[[ Source data, beginning ]]
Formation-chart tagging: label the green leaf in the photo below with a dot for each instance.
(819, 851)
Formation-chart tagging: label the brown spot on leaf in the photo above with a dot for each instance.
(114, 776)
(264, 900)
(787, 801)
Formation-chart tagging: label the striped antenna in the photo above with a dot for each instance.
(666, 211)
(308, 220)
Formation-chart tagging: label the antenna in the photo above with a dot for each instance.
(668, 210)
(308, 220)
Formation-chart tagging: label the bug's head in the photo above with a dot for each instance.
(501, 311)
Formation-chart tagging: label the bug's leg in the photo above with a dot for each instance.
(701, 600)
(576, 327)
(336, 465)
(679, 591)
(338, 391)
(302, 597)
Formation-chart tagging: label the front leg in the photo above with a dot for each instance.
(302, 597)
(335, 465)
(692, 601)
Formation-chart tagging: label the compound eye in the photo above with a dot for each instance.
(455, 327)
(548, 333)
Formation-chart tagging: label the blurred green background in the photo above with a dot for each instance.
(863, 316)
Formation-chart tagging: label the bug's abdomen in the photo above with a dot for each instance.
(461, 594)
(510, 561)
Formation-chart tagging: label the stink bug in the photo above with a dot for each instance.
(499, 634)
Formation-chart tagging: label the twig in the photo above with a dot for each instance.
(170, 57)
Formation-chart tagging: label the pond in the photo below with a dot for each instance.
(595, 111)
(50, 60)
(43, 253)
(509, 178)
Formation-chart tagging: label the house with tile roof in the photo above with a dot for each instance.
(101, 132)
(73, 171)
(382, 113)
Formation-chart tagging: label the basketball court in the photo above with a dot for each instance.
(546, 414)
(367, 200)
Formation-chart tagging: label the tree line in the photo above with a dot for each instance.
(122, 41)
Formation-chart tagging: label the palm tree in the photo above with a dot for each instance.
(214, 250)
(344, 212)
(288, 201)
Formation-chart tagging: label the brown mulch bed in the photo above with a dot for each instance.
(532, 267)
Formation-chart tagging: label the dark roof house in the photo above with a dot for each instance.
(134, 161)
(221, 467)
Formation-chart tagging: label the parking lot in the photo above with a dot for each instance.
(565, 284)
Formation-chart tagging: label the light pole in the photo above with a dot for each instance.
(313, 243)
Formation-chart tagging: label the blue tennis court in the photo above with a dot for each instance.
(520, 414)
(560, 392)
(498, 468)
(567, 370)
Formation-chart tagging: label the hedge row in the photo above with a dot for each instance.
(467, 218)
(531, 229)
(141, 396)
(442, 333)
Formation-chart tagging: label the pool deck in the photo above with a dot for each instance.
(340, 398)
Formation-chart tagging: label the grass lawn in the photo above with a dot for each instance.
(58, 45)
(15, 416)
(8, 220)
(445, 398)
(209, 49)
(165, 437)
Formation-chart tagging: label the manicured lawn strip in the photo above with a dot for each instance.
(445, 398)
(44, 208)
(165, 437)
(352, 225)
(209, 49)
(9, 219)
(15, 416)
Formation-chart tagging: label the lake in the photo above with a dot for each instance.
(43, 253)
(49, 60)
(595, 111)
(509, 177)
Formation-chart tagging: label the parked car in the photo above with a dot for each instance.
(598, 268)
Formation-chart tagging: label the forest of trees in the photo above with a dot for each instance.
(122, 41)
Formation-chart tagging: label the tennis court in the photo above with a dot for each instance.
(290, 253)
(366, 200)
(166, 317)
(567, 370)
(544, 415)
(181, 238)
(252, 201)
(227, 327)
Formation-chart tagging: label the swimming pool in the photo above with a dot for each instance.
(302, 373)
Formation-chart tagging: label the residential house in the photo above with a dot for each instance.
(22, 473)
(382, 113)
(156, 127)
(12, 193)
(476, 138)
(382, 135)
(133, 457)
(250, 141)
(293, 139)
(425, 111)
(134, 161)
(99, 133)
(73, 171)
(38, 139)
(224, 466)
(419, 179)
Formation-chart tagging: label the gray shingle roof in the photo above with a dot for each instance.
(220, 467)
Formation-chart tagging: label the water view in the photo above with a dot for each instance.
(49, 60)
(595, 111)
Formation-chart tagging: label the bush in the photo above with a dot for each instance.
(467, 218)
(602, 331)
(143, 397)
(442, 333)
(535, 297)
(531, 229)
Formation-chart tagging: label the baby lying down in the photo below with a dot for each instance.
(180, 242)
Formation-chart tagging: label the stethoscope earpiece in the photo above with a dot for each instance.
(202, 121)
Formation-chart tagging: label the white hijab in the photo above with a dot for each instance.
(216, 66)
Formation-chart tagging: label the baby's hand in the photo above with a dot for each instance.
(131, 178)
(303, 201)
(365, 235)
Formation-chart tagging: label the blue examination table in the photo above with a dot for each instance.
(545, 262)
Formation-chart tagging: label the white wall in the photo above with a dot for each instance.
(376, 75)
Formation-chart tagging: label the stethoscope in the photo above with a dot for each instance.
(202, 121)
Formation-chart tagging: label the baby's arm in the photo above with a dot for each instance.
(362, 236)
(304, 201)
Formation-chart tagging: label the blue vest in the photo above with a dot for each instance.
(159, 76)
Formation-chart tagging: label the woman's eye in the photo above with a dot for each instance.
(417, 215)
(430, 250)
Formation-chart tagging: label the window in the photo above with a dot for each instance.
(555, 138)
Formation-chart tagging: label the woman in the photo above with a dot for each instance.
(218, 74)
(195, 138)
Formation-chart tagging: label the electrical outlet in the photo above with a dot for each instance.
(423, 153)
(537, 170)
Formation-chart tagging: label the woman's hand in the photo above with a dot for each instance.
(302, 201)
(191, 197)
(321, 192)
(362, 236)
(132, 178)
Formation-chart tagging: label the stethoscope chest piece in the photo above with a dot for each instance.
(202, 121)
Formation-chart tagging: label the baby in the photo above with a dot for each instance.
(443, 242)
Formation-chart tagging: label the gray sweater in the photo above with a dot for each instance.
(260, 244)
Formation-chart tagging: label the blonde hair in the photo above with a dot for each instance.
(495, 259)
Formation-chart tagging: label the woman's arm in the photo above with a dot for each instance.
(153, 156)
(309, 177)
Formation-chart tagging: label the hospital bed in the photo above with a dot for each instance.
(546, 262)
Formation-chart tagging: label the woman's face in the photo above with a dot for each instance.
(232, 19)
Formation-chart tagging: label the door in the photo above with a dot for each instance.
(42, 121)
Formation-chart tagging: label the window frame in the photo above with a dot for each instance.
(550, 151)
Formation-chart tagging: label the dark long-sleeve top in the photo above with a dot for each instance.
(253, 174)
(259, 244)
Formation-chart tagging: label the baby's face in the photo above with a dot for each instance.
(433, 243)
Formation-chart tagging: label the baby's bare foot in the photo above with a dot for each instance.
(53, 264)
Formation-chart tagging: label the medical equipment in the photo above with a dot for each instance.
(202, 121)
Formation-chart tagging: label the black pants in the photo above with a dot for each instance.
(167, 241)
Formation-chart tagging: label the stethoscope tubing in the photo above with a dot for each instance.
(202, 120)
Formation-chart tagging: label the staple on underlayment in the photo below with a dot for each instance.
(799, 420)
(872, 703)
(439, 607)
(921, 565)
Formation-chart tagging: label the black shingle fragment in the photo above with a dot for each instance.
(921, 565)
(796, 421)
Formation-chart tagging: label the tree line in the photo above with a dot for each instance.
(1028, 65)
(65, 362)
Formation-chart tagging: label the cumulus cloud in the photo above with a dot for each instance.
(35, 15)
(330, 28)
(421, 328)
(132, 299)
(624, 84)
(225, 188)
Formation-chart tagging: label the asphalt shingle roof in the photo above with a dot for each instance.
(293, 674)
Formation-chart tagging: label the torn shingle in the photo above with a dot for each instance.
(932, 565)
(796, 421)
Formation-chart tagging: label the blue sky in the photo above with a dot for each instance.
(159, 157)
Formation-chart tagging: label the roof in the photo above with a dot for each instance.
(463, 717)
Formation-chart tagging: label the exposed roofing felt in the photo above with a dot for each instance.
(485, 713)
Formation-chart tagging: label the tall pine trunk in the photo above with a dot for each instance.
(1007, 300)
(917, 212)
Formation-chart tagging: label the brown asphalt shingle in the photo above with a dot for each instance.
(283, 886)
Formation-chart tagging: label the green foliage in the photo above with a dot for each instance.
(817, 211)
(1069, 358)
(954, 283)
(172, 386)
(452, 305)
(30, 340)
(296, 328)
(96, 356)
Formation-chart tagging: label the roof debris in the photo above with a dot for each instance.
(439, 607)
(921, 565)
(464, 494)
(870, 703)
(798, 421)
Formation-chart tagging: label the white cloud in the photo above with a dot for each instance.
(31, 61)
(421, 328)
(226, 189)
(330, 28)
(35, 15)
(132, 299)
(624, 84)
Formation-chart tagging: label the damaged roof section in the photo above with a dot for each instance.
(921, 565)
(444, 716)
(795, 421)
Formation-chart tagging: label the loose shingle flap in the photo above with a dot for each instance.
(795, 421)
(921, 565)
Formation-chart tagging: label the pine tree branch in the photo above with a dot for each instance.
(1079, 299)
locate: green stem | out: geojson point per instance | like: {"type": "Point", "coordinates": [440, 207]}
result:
[[ Source data, end ]]
(Problem to work on) Could you restate, word for word, every line from the one containing "Formation-chart tagging: label the loose" through the last line of the records above, and nothing more?

(Answer for the task)
Formation-chart tagging: label the loose shingle flap in the photo above with a dot for each instance.
(795, 421)
(921, 565)
Formation-chart tagging: label the pine tree branch in the photo above with a dot for each instance.
(1079, 299)
locate: green stem | out: geojson point per instance | like: {"type": "Point", "coordinates": [440, 207]}
result:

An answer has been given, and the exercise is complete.